[DO THIS] Which lines of the records below contain the word "outfit"? Return each of them in full.

RECORDS PROVIDED start

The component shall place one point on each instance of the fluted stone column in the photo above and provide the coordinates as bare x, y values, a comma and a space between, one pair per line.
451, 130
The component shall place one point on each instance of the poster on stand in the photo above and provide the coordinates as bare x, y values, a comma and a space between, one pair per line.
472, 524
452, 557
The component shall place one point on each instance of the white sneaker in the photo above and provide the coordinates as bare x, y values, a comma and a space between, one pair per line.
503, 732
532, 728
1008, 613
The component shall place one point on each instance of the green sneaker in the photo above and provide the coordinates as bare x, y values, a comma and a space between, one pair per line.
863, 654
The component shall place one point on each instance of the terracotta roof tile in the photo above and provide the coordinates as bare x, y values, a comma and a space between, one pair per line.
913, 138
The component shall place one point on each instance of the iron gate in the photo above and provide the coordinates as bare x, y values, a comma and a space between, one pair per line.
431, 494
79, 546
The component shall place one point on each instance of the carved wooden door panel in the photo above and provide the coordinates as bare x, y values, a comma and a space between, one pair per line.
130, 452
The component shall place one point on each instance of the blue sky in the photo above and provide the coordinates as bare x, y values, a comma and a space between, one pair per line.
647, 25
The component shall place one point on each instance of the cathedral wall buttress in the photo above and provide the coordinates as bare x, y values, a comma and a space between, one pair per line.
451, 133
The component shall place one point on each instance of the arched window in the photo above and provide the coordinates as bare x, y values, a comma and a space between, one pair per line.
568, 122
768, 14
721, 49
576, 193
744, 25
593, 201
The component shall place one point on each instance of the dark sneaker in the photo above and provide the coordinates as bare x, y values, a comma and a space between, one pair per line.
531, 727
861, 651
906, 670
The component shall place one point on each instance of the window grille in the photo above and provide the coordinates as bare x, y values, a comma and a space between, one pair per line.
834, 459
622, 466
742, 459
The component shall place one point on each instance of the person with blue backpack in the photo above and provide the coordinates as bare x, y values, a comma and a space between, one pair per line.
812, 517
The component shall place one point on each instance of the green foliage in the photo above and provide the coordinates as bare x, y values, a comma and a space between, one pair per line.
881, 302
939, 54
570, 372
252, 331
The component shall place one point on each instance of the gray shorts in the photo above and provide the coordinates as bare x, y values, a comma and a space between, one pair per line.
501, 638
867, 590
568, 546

RECORDS PROVIDED end
RECORDS PROVIDED start

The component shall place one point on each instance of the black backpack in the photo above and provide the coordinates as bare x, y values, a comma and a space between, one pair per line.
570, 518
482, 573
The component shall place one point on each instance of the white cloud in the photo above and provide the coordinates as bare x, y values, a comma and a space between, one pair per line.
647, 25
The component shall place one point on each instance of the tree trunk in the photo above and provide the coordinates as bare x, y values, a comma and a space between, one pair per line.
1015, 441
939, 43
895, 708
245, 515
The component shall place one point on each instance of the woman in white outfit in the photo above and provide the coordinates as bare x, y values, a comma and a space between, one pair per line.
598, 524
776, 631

RECORDS PROVIDED end
RECORDS PROVIDED start

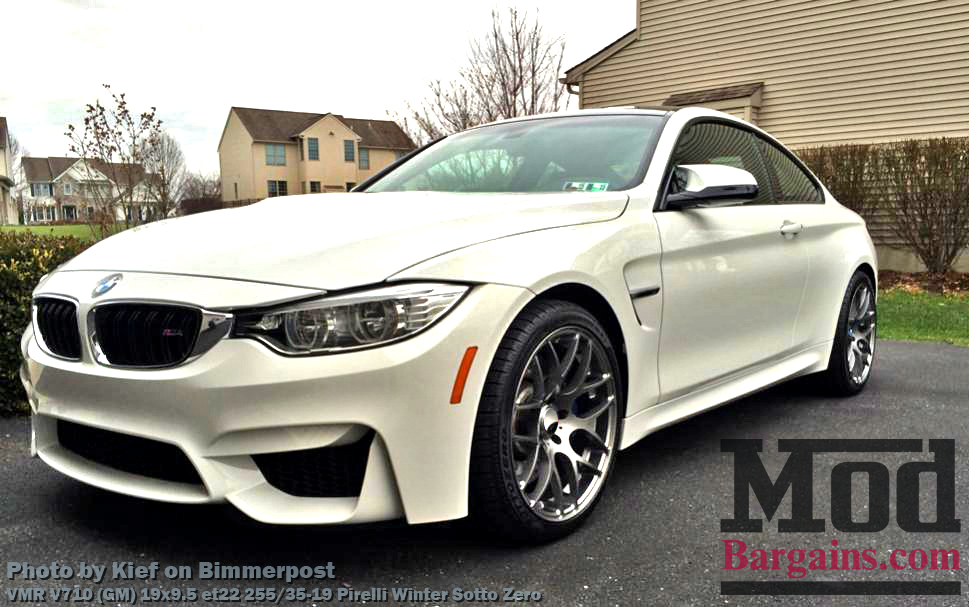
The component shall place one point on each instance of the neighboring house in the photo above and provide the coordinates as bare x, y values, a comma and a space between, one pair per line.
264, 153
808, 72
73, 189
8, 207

RECORDS PROVIDED end

[ANSWER IN FULL]
The component shall place one point on each instance of the woman in white outfit in the photo above and provide the coordinates as bare x, y values, a comma and a space between, one pair per line.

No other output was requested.